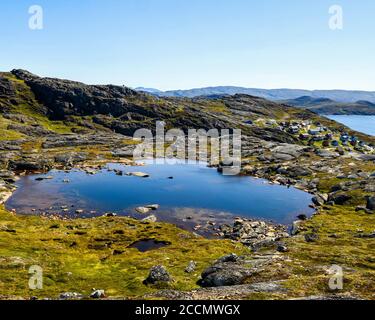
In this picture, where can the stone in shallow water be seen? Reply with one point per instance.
(143, 210)
(158, 274)
(97, 294)
(138, 174)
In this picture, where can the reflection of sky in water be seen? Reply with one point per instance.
(365, 124)
(195, 189)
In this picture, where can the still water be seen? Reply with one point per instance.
(187, 194)
(364, 124)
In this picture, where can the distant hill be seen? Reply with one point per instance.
(330, 107)
(270, 94)
(325, 102)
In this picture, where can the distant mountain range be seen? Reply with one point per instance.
(330, 107)
(319, 101)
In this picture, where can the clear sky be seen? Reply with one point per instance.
(181, 44)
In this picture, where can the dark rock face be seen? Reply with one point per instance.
(65, 98)
(30, 130)
(158, 274)
(123, 110)
(339, 199)
(225, 272)
(371, 203)
(6, 88)
(255, 234)
(311, 237)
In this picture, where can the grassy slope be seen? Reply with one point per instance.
(74, 255)
(25, 241)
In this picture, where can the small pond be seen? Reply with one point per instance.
(187, 195)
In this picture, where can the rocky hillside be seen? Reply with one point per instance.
(50, 123)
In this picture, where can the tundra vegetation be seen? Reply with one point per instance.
(51, 123)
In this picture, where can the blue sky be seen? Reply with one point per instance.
(180, 44)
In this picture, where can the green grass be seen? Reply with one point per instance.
(62, 249)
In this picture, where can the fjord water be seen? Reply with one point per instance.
(364, 124)
(196, 192)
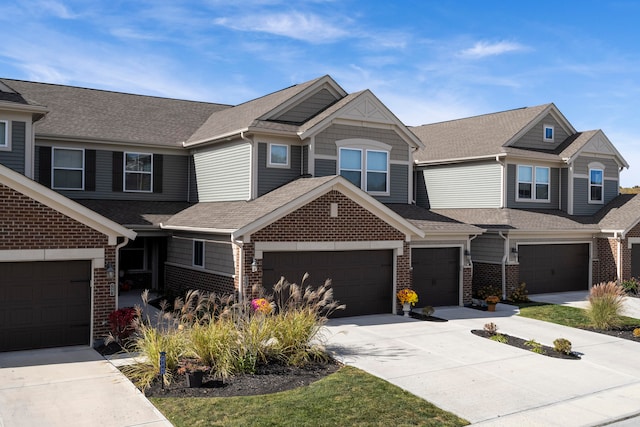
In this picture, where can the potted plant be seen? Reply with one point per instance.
(407, 298)
(491, 301)
(194, 370)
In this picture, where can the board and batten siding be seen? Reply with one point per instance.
(325, 141)
(464, 186)
(223, 173)
(535, 137)
(487, 248)
(554, 190)
(581, 205)
(270, 178)
(15, 158)
(307, 108)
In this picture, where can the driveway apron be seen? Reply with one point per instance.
(70, 386)
(490, 383)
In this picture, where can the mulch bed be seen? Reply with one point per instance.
(268, 379)
(520, 343)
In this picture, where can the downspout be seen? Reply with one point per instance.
(504, 264)
(117, 268)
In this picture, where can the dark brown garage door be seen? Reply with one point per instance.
(363, 280)
(44, 304)
(436, 275)
(635, 261)
(554, 268)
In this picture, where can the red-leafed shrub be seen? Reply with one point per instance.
(121, 323)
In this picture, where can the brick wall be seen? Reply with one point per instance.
(27, 224)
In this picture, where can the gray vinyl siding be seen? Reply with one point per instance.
(581, 166)
(554, 189)
(535, 137)
(270, 178)
(223, 173)
(14, 159)
(174, 181)
(475, 185)
(325, 141)
(218, 256)
(487, 248)
(324, 167)
(581, 205)
(308, 108)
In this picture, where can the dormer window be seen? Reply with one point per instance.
(4, 134)
(548, 133)
(278, 156)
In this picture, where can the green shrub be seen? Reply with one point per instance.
(499, 338)
(562, 345)
(535, 346)
(520, 294)
(488, 290)
(606, 302)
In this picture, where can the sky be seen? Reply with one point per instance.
(426, 60)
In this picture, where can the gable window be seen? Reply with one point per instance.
(596, 185)
(368, 169)
(278, 156)
(198, 253)
(533, 183)
(138, 172)
(4, 134)
(67, 168)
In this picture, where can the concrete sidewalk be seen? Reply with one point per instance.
(67, 387)
(494, 384)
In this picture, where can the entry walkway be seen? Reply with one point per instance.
(489, 383)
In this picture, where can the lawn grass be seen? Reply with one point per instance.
(348, 397)
(564, 315)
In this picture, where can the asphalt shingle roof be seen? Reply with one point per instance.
(113, 116)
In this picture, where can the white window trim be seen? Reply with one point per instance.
(363, 171)
(125, 172)
(54, 168)
(193, 253)
(544, 133)
(278, 165)
(533, 198)
(7, 145)
(589, 185)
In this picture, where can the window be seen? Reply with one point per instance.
(68, 168)
(373, 164)
(533, 183)
(198, 253)
(138, 172)
(278, 155)
(596, 185)
(4, 134)
(548, 133)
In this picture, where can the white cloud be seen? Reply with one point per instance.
(484, 49)
(300, 26)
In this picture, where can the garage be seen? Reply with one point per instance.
(363, 280)
(436, 275)
(45, 304)
(554, 268)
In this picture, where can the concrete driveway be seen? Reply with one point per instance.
(494, 384)
(70, 386)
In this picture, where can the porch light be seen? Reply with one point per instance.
(110, 271)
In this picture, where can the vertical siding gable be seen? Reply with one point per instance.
(535, 137)
(223, 173)
(15, 159)
(554, 190)
(475, 185)
(307, 108)
(272, 178)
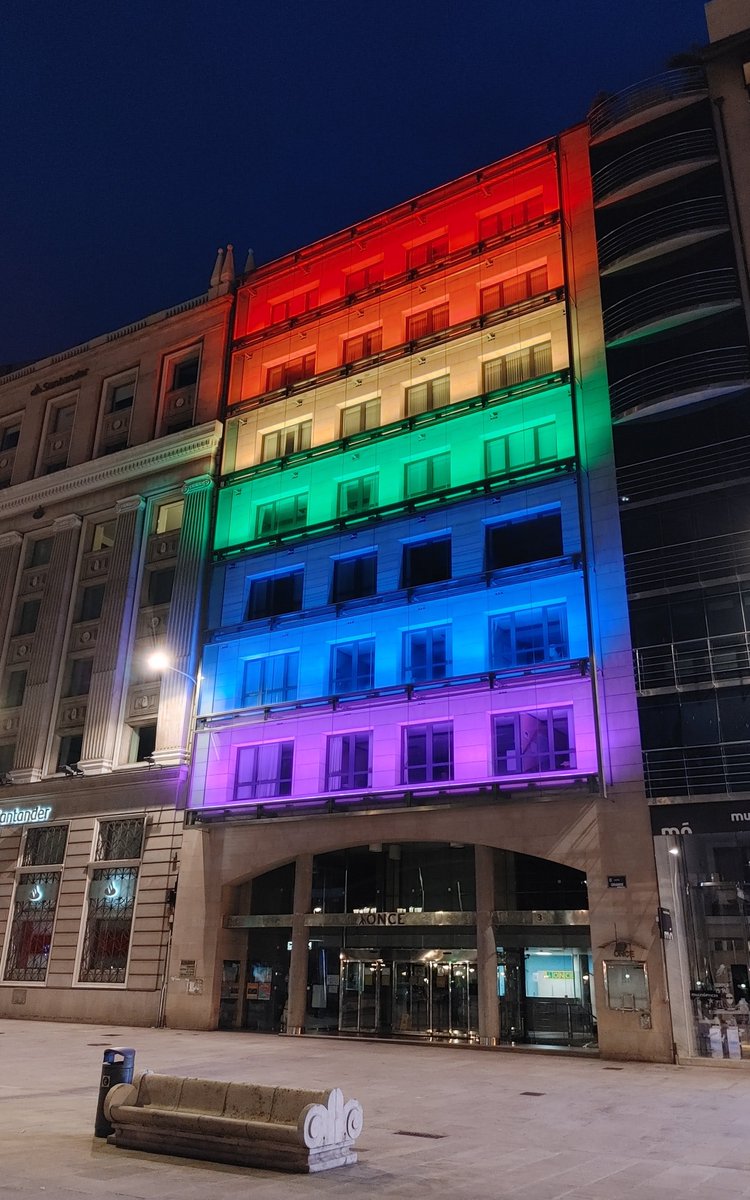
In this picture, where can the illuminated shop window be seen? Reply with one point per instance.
(285, 375)
(426, 654)
(282, 515)
(430, 321)
(35, 901)
(354, 577)
(111, 903)
(427, 754)
(516, 367)
(353, 666)
(514, 289)
(427, 252)
(424, 475)
(275, 594)
(528, 636)
(348, 763)
(426, 562)
(423, 397)
(291, 439)
(264, 771)
(523, 539)
(534, 743)
(359, 418)
(521, 448)
(357, 495)
(270, 681)
(363, 346)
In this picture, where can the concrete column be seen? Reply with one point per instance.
(178, 685)
(42, 676)
(297, 1002)
(486, 951)
(113, 640)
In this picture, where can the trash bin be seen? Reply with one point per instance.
(117, 1068)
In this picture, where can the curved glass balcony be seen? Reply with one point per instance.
(646, 101)
(654, 163)
(661, 232)
(678, 382)
(667, 305)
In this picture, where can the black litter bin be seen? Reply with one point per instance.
(117, 1068)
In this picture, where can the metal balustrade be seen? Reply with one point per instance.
(697, 771)
(709, 371)
(654, 160)
(671, 88)
(687, 294)
(720, 659)
(661, 227)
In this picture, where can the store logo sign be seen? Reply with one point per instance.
(25, 816)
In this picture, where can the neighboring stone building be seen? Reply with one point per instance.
(106, 461)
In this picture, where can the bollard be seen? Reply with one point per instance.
(117, 1068)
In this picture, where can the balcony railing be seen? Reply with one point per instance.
(720, 463)
(673, 223)
(726, 556)
(671, 89)
(653, 161)
(697, 771)
(703, 660)
(689, 294)
(711, 372)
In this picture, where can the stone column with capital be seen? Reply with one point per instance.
(178, 691)
(42, 676)
(113, 639)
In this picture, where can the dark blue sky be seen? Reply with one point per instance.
(138, 137)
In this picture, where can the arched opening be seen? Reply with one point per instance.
(409, 940)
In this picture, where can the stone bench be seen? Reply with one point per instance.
(283, 1128)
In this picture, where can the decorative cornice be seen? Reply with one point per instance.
(132, 463)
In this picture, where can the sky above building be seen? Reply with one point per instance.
(137, 138)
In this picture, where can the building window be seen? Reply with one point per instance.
(426, 475)
(348, 765)
(425, 562)
(275, 594)
(354, 577)
(427, 754)
(359, 418)
(534, 743)
(357, 495)
(528, 636)
(35, 904)
(426, 654)
(429, 321)
(271, 681)
(423, 397)
(282, 515)
(288, 441)
(516, 367)
(160, 585)
(363, 346)
(111, 903)
(286, 375)
(426, 252)
(13, 689)
(169, 516)
(353, 667)
(521, 448)
(514, 289)
(264, 771)
(523, 539)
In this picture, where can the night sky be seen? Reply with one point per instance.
(139, 136)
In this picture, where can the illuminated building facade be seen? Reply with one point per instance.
(106, 462)
(417, 802)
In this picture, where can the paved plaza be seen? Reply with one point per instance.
(492, 1125)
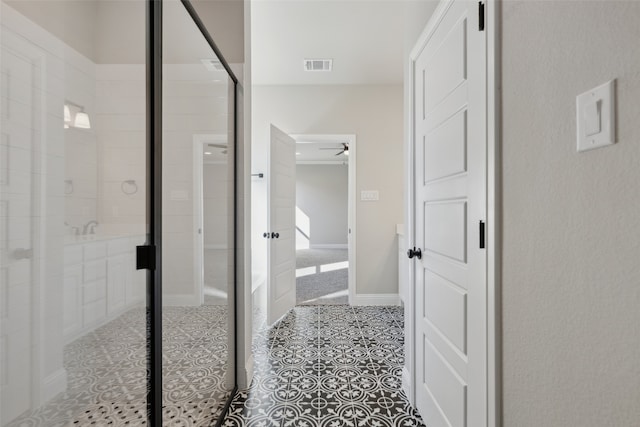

### WORK ORDER
Your reply should consist solely of the lines from the line containing "In this picture, where can the building" through the last line of the listing, unchanged and free of pictures.

### ANSWER TO THIS EXERCISE
In this picture, where can the building window be seen? Reply with one point per instance.
(426, 475)
(348, 765)
(425, 562)
(275, 594)
(354, 577)
(427, 754)
(359, 418)
(534, 743)
(357, 495)
(528, 636)
(35, 904)
(426, 654)
(429, 321)
(271, 681)
(423, 397)
(282, 515)
(288, 441)
(516, 367)
(160, 585)
(363, 346)
(111, 903)
(286, 375)
(426, 252)
(13, 689)
(169, 516)
(353, 667)
(521, 448)
(514, 289)
(264, 771)
(523, 539)
In this picture, where can the night sky be seen? Reply with one point per instance.
(139, 136)
In this picture, where can the illuminated building facade be seen? Reply with one point per instance.
(106, 462)
(417, 802)
In this picture, where can the paved plaza be seen? Reply with one point per instance.
(492, 1125)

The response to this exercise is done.